PASSAGE PROVIDED ->
++++++++
“Do not foreign governments dump their rubbish of criminals and paupers upon our shores?”
“Is the Constitution of the United States safe in the hands of people who crucified Jesus?”
“Did not our forefathers come to fight for liberty, and do not these people come to despoil us?”
The questions asked displayed such animosity and such ignorance, that to print them all would seem like slandering our Western colleges and the churches in which these young men were reared.
The churches and the Y. M. C. A.’s have no small task in converting their membership to some Christian view-point of these, their neighbours; even if they cannot be converted to a spirit of brotherliness.
The following instance, while not typical, shows the attitude of Y. M. C. A. memberships in many industrial communities, towards the immigrant. An Association in Pennsylvania wished to enlarge its building and solicited funds in the shops of its own community. Slav and Hungarian day labourers subscribed $2,000, every cent of which was paid; which cannot be said of all the money subscribed by Americans.
Some of these foreigners were anxious to learn English, and one of the rooms in the building—not the best—was opened to them and a teacher procured. When one of these boys used some of the public conveniences in the building, the American membership notified the secretary that the “Hunkies” must not be admitted to the building; and they were not, in spite of the fact that they had helped pay for its erection.
++++++++
REQUIRED TASK -> Can you copy out the passage about the Y. M. C. A. and immigrant laborers word for word, from start to finish?

[Named-object pointing records]
++++++++
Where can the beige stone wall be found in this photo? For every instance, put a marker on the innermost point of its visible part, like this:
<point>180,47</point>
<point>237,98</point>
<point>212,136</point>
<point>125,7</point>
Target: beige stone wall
++++++++
FINAL ANSWER ->
“Do not foreign governments dump their rubbish of criminals and paupers upon our shores?”
“Is the Constitution of the United States safe in the hands of people who crucified Jesus?”
“Did not our forefathers come to fight for liberty, and do not these people come to despoil us?”
The questions asked displayed such animosity and such ignorance, that to print them all would seem like slandering our Western colleges and the churches in which these young men were reared.
The churches and the Y. M. C. A.’s have no small task in converting their membership to some Christian view-point of these, their neighbours; even if they cannot be converted to a spirit of brotherliness.
The following instance, while not typical, shows the attitude of Y. M. C. A. memberships in many industrial communities, towards the immigrant. An Association in Pennsylvania wished to enlarge its building and solicited funds in the shops of its own community. Slav and Hungarian day labourers subscribed $2,000, every cent of which was paid; which cannot be said of all the money subscribed by Americans.
Some of these foreigners were anxious to learn English, and one of the rooms in the building—not the best—was opened to them and a teacher procured. When one of these boys used some of the public conveniences in the building, the American membership notified the secretary that the “Hunkies” must not be admitted to the building; and they were not, in spite of the fact that they had helped pay for its erection.